___ Available records

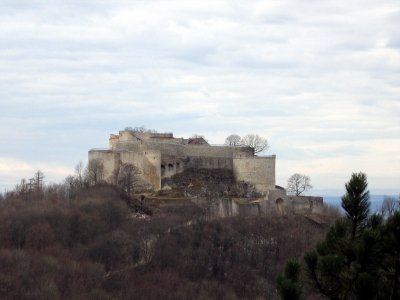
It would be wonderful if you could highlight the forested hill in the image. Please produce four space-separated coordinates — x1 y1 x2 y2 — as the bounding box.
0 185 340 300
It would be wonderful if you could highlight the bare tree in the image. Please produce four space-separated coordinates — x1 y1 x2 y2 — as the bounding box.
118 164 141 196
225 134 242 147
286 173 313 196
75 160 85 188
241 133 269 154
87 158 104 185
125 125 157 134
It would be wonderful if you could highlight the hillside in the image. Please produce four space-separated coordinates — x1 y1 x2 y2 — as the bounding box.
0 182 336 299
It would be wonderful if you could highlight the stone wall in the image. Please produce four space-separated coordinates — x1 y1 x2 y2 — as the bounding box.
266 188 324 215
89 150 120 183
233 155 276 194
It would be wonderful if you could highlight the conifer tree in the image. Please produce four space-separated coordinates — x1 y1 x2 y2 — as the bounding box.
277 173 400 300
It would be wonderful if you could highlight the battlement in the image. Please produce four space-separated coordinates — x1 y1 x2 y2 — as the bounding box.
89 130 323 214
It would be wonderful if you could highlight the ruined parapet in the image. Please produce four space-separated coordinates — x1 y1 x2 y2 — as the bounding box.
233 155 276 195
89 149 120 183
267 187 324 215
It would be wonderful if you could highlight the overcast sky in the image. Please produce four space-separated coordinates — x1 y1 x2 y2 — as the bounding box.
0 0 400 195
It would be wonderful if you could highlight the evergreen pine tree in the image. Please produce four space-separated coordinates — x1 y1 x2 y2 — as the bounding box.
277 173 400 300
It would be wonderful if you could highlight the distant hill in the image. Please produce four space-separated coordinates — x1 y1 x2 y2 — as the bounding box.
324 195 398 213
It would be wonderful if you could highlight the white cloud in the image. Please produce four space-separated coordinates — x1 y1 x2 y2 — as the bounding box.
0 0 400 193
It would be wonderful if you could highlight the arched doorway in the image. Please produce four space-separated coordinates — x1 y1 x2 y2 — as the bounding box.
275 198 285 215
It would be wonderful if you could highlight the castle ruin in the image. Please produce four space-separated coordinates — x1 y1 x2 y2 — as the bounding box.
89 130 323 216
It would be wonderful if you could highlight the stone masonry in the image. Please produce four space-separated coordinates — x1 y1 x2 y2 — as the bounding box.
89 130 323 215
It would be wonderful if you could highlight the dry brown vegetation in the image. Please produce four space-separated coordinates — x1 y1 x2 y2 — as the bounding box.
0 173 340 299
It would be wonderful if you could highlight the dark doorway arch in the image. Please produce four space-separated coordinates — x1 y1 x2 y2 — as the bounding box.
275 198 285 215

______
___ Available records

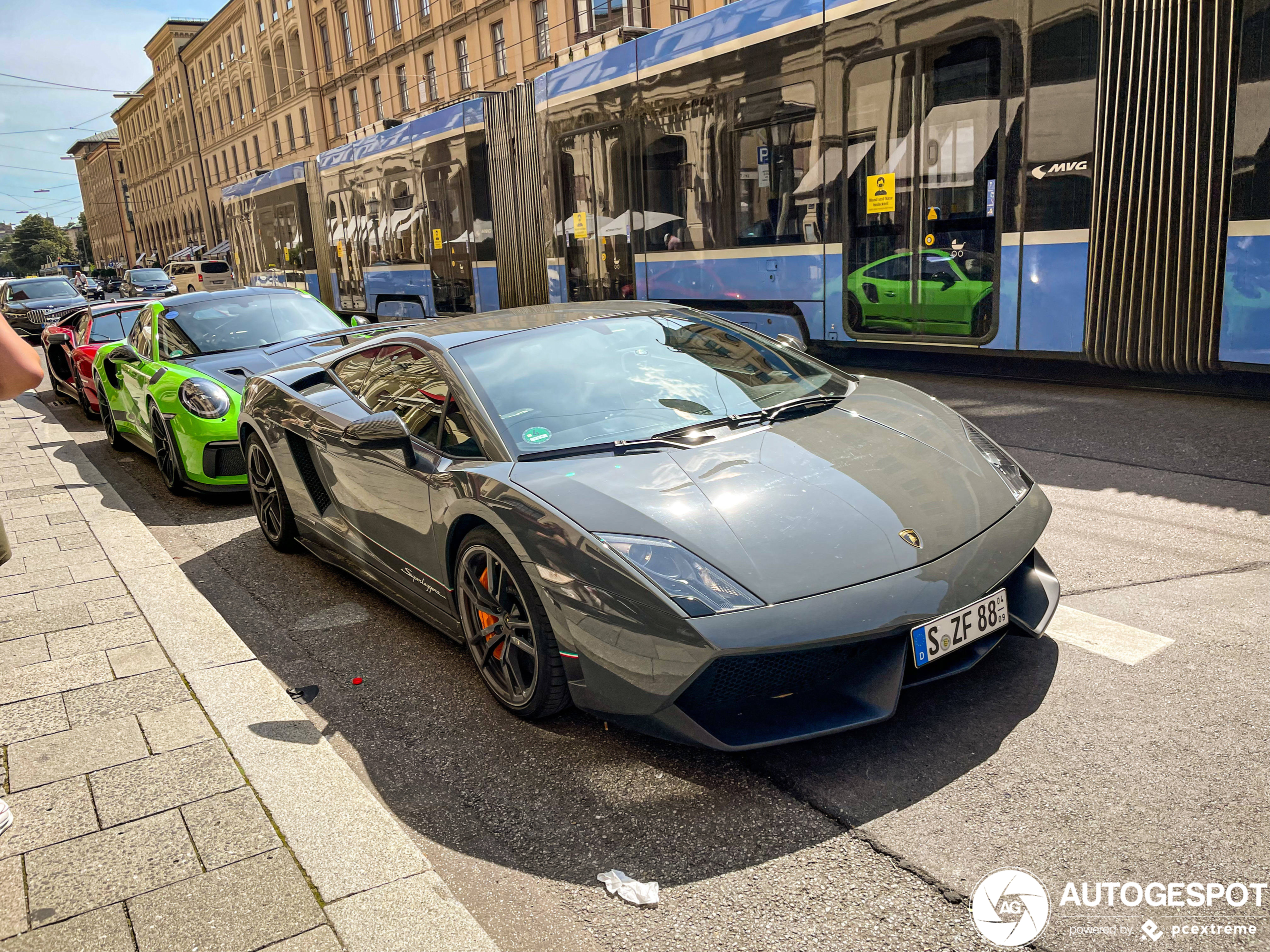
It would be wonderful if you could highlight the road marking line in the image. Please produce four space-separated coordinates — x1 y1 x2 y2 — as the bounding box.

______
___ Available records

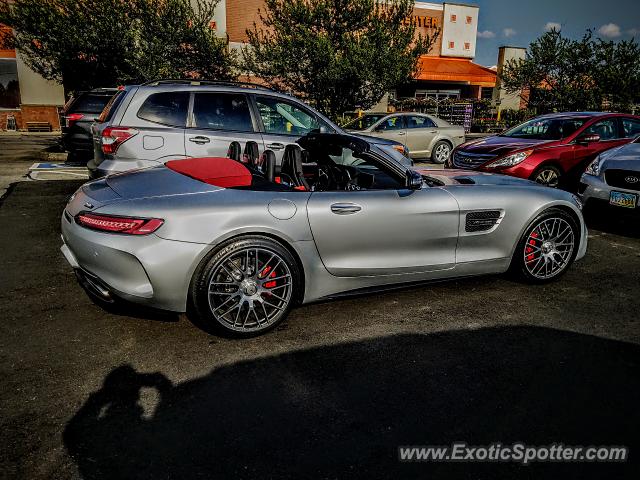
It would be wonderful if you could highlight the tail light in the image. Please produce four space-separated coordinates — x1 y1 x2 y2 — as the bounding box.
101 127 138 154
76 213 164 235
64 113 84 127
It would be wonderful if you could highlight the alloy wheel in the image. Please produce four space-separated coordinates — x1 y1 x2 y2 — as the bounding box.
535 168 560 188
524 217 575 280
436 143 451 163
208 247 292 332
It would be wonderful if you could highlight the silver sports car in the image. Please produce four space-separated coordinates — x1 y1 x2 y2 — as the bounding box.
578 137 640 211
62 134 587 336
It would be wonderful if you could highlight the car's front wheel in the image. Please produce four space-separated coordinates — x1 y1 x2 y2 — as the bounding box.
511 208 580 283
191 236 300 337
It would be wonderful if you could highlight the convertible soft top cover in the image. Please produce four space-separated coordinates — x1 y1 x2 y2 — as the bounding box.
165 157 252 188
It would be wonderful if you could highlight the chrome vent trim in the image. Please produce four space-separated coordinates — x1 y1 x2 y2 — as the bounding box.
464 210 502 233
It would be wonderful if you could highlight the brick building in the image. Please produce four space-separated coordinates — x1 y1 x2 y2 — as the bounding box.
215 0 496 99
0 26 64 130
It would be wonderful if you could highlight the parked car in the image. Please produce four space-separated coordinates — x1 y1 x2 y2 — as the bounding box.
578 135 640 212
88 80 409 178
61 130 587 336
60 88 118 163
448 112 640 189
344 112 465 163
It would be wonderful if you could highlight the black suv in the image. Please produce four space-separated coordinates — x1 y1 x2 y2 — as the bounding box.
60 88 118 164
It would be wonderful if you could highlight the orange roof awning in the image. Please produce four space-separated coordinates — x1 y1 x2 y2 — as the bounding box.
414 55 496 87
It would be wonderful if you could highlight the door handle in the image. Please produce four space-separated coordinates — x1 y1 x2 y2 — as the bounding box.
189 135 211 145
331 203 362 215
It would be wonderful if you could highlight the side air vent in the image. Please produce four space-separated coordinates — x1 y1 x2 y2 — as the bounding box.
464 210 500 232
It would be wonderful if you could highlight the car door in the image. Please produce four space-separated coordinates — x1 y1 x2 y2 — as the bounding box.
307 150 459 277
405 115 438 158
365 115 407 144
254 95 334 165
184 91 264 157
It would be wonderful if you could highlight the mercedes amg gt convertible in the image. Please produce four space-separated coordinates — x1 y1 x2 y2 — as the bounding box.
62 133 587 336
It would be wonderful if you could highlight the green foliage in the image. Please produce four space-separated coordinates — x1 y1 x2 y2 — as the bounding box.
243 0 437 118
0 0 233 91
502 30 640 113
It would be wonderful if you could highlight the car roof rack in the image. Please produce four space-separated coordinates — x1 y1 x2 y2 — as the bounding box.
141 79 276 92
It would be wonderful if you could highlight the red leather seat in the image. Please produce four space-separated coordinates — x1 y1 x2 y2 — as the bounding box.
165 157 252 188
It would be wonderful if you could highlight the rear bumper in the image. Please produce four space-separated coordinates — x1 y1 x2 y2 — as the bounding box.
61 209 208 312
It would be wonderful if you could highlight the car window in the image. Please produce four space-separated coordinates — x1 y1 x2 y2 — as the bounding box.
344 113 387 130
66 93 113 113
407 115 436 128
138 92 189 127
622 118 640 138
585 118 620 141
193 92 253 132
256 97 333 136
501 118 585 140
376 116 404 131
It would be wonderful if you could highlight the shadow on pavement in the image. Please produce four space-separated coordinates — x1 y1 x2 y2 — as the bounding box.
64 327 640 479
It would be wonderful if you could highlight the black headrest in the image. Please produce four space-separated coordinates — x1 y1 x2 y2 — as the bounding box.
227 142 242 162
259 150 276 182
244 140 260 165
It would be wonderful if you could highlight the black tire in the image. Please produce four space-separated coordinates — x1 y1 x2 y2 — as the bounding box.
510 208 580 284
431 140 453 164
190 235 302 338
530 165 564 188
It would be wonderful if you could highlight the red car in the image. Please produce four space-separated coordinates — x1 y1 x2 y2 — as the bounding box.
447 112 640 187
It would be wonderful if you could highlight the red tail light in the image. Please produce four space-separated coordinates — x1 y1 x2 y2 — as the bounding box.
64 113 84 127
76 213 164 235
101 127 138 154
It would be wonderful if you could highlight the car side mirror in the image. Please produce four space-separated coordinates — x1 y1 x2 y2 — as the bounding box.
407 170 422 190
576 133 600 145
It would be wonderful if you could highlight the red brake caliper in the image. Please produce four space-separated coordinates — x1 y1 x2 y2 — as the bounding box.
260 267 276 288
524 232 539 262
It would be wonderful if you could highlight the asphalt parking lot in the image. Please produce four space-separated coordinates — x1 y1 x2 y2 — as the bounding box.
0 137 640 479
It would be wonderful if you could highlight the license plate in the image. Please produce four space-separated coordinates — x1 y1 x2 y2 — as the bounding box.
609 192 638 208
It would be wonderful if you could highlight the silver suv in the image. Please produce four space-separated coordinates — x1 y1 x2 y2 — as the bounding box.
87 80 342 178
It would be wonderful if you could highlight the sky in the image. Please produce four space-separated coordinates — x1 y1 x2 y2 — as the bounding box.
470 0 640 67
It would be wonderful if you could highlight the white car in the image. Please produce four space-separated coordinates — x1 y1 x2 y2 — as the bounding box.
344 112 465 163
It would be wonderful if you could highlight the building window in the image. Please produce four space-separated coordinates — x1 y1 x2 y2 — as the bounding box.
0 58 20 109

______

Instructions for the task
Show each line of the material that contains the word "convertible", copied in full. Case counts.

Response
It would be wonderful if you could highlight the convertible soft top cover in the image. Please produce four space-separated coordinates — x1 y1 x2 y2 — as the bounding box.
It would be wonderful if you could highlight the mercedes amg gt convertible in the image. Please produce four space-separated coordinates — x1 y1 x2 y2 — as the bounding box.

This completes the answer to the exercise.